# About this task
Reproduce all of the data exactly, with no line skipped.

[Data entries]
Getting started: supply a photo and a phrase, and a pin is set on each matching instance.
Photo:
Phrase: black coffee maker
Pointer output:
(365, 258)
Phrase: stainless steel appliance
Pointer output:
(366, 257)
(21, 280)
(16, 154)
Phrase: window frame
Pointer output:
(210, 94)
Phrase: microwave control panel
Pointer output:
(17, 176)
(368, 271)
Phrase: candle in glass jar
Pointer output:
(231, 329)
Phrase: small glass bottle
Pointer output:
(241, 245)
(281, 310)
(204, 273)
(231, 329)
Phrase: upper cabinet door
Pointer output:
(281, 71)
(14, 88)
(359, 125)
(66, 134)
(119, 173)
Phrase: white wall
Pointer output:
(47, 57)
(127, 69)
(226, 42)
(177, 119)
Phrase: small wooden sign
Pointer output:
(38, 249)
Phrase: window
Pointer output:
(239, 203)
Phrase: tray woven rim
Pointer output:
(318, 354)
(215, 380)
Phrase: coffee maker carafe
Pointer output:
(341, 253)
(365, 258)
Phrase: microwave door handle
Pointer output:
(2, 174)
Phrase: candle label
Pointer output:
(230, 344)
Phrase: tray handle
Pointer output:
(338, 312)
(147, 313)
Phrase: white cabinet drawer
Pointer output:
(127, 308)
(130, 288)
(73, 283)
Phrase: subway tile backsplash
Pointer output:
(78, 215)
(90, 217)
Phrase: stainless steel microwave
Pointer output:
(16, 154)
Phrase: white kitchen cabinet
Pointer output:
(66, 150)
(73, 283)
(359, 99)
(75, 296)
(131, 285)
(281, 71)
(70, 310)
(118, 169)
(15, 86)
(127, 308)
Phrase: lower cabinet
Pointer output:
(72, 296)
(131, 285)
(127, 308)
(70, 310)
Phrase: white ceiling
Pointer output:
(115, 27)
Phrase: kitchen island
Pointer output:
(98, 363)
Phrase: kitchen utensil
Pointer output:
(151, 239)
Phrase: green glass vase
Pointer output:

# Result of the exercise
Getting started: supply a photo and a phrase, and a pin is set on each matching instance.
Photo:
Phrase: black coffee maker
Pointer output:
(365, 258)
Phrase: stainless steel appliance
Pointer output:
(366, 257)
(21, 280)
(16, 154)
Phrase: window frame
Pointer output:
(210, 94)
Phrase: microwave control panel
Pointer output:
(17, 176)
(368, 271)
Phrase: candle in glass jar
Pointer output:
(231, 329)
Phrase: small glass bottle
Pointer output:
(241, 245)
(281, 310)
(204, 273)
(231, 329)
Phrase: upper cabinet door
Pointer output:
(281, 71)
(14, 88)
(359, 125)
(66, 134)
(119, 173)
Phrase: white wall
Pointer output:
(47, 57)
(127, 69)
(226, 42)
(177, 119)
Phrase: small wooden sign
Pointer output:
(38, 249)
Phrase: window
Pointer output:
(239, 203)
Phrase: tray woven rim
Pointer output:
(318, 354)
(215, 380)
Phrase: coffee maker carafe
Pointer output:
(341, 253)
(365, 258)
Phrase: microwave door handle
Pointer output:
(2, 174)
Phrase: candle label
Pointer output:
(230, 344)
Phrase: tray handle
Pointer output:
(338, 312)
(147, 313)
Phrase: white cabinet drawer
Pointer output:
(127, 308)
(130, 288)
(73, 283)
Phrase: subway tile backsplash
Pointer output:
(78, 215)
(90, 217)
Phrase: stainless steel microwave
Pointer output:
(16, 154)
Phrase: white kitchen cabinet
Pointer output:
(66, 150)
(73, 283)
(359, 99)
(75, 296)
(131, 285)
(281, 71)
(70, 310)
(118, 169)
(15, 86)
(127, 308)
Phrase: lower cabinet
Pointer output:
(72, 296)
(131, 285)
(127, 308)
(70, 310)
Phrase: white ceiling
Pointer output:
(115, 27)
Phrase: kitchen island
Pointer output:
(98, 363)
Phrase: kitchen utensil
Pointer output:
(151, 239)
Phrase: green glass vase
Pointer output:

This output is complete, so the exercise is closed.